_Selected text_.
- Born: February 26, 1969 (age 57) Calgary, Alberta, Canada
- Height: 5 ft 10 in (178 cm)
- Weight: 185 lb (84 kg; 13 st 3 lb)
- Position: Left wing
- Shot: Left
- Played for: Buffalo Sabres Ottawa Senators
- NHL draft: 55th overall, 1988 Buffalo Sabres
- Playing career: 1989–2001

= Darcy Loewen =

Canadian ice hockey player

Darcy Loewen (born February 26, 1969) is a Canadian former professional ice hockey player. Loewen played 135 games in the National Hockey League with the Buffalo Sabres and Ottawa Senators between 1989 and 1994. He played in minor leagues in the United States and Europe for the remainder of his career, retiring in 2001. He became a minor ice hockey coach and firefighter in his post-playing life.

==Early life==
Loewen was born on February 26, 1969 in Calgary, Alberta, Canada, to parents Gerry and Patricia Loewen. His family lived in Sylvan Lake, Alberta, where his father was a business owner. Loewen was born deaf in his left ear and had a spinal condition as a child. He played hockey growing and was named captain of the all-provincial team. His brother, Terry, also played hockey and made it to the major junior level before his career ended due to knee injuries.

Records

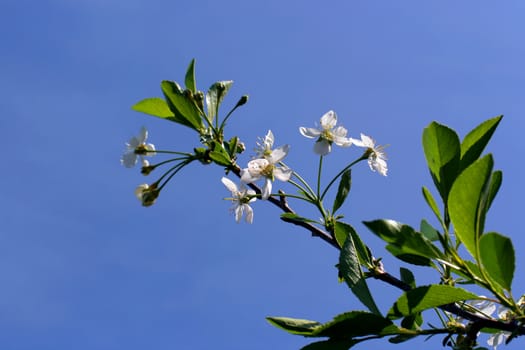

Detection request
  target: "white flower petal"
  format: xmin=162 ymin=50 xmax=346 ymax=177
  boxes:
xmin=221 ymin=177 xmax=239 ymax=194
xmin=135 ymin=184 xmax=149 ymax=202
xmin=268 ymin=145 xmax=290 ymax=164
xmin=487 ymin=332 xmax=510 ymax=350
xmin=120 ymin=152 xmax=137 ymax=168
xmin=126 ymin=136 xmax=142 ymax=150
xmin=138 ymin=127 xmax=148 ymax=143
xmin=261 ymin=178 xmax=272 ymax=199
xmin=264 ymin=130 xmax=275 ymax=149
xmin=314 ymin=139 xmax=332 ymax=156
xmin=241 ymin=168 xmax=261 ymax=184
xmin=299 ymin=126 xmax=322 ymax=139
xmin=273 ymin=167 xmax=293 ymax=182
xmin=321 ymin=111 xmax=337 ymax=130
xmin=234 ymin=204 xmax=243 ymax=223
xmin=243 ymin=204 xmax=253 ymax=224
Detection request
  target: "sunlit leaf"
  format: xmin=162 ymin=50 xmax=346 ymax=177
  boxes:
xmin=448 ymin=154 xmax=493 ymax=257
xmin=161 ymin=80 xmax=204 ymax=131
xmin=363 ymin=220 xmax=443 ymax=259
xmin=301 ymin=339 xmax=360 ymax=350
xmin=422 ymin=186 xmax=443 ymax=226
xmin=184 ymin=59 xmax=197 ymax=93
xmin=479 ymin=232 xmax=515 ymax=291
xmin=312 ymin=311 xmax=399 ymax=338
xmin=281 ymin=213 xmax=316 ymax=223
xmin=387 ymin=285 xmax=478 ymax=319
xmin=131 ymin=97 xmax=174 ymax=119
xmin=335 ymin=221 xmax=372 ymax=267
xmin=460 ymin=115 xmax=503 ymax=170
xmin=206 ymin=80 xmax=233 ymax=122
xmin=332 ymin=169 xmax=352 ymax=214
xmin=266 ymin=317 xmax=322 ymax=336
xmin=419 ymin=219 xmax=440 ymax=242
xmin=487 ymin=170 xmax=503 ymax=210
xmin=423 ymin=122 xmax=461 ymax=203
xmin=339 ymin=235 xmax=381 ymax=315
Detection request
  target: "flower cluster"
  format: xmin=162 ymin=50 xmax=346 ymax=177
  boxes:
xmin=299 ymin=111 xmax=388 ymax=176
xmin=120 ymin=127 xmax=155 ymax=168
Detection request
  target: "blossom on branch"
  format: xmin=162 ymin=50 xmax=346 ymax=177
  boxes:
xmin=241 ymin=130 xmax=292 ymax=199
xmin=120 ymin=127 xmax=155 ymax=168
xmin=351 ymin=134 xmax=388 ymax=176
xmin=299 ymin=111 xmax=352 ymax=156
xmin=221 ymin=177 xmax=256 ymax=224
xmin=135 ymin=183 xmax=160 ymax=207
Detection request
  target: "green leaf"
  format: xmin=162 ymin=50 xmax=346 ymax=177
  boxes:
xmin=184 ymin=59 xmax=197 ymax=93
xmin=209 ymin=141 xmax=232 ymax=166
xmin=311 ymin=311 xmax=399 ymax=339
xmin=334 ymin=221 xmax=373 ymax=267
xmin=423 ymin=122 xmax=461 ymax=203
xmin=266 ymin=317 xmax=321 ymax=336
xmin=161 ymin=80 xmax=204 ymax=132
xmin=339 ymin=235 xmax=381 ymax=315
xmin=448 ymin=154 xmax=493 ymax=258
xmin=281 ymin=213 xmax=317 ymax=223
xmin=399 ymin=267 xmax=416 ymax=289
xmin=363 ymin=220 xmax=443 ymax=260
xmin=419 ymin=219 xmax=440 ymax=242
xmin=131 ymin=97 xmax=175 ymax=121
xmin=332 ymin=169 xmax=352 ymax=214
xmin=387 ymin=285 xmax=478 ymax=319
xmin=460 ymin=115 xmax=503 ymax=171
xmin=479 ymin=232 xmax=515 ymax=291
xmin=206 ymin=80 xmax=233 ymax=123
xmin=422 ymin=186 xmax=443 ymax=223
xmin=301 ymin=339 xmax=361 ymax=350
xmin=487 ymin=170 xmax=503 ymax=210
xmin=385 ymin=244 xmax=433 ymax=266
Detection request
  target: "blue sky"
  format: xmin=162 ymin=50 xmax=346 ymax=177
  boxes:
xmin=0 ymin=0 xmax=525 ymax=350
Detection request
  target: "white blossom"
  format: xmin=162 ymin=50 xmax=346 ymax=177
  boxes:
xmin=299 ymin=111 xmax=352 ymax=156
xmin=351 ymin=134 xmax=388 ymax=176
xmin=241 ymin=130 xmax=292 ymax=199
xmin=221 ymin=177 xmax=256 ymax=224
xmin=487 ymin=331 xmax=511 ymax=350
xmin=120 ymin=127 xmax=155 ymax=168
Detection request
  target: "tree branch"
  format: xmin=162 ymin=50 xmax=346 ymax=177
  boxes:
xmin=230 ymin=166 xmax=525 ymax=339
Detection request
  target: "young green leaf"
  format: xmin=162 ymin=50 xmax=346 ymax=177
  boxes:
xmin=363 ymin=220 xmax=443 ymax=265
xmin=399 ymin=267 xmax=416 ymax=289
xmin=266 ymin=317 xmax=322 ymax=337
xmin=460 ymin=115 xmax=503 ymax=171
xmin=311 ymin=311 xmax=399 ymax=338
xmin=332 ymin=169 xmax=352 ymax=214
xmin=422 ymin=186 xmax=443 ymax=224
xmin=339 ymin=235 xmax=381 ymax=315
xmin=487 ymin=170 xmax=503 ymax=210
xmin=479 ymin=232 xmax=515 ymax=291
xmin=301 ymin=339 xmax=362 ymax=350
xmin=334 ymin=221 xmax=373 ymax=267
xmin=387 ymin=284 xmax=478 ymax=319
xmin=131 ymin=97 xmax=175 ymax=121
xmin=281 ymin=213 xmax=316 ymax=223
xmin=423 ymin=122 xmax=461 ymax=203
xmin=419 ymin=219 xmax=440 ymax=242
xmin=206 ymin=80 xmax=233 ymax=123
xmin=184 ymin=58 xmax=197 ymax=93
xmin=448 ymin=154 xmax=493 ymax=258
xmin=161 ymin=80 xmax=204 ymax=132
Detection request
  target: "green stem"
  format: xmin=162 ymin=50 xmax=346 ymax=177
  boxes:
xmin=320 ymin=152 xmax=368 ymax=200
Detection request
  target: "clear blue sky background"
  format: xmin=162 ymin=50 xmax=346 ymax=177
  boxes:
xmin=0 ymin=0 xmax=525 ymax=350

_Aim of the task_.
Could you rewrite the paragraph in the Darcy Loewen biography that begins "Darcy Loewen (born February 26, 1969)" as a short bulleted list that keeps its main facts?

_Correct output_.
- Canadian former professional ice hockey player, born February 26, 1969
- Played 135 NHL games with the Buffalo Sabres and Ottawa Senators between 1989 and 1994
- Spent the rest of his career in minor leagues in the United States and Europe, retiring in 2001
- Became a minor ice hockey coach and firefighter after his playing career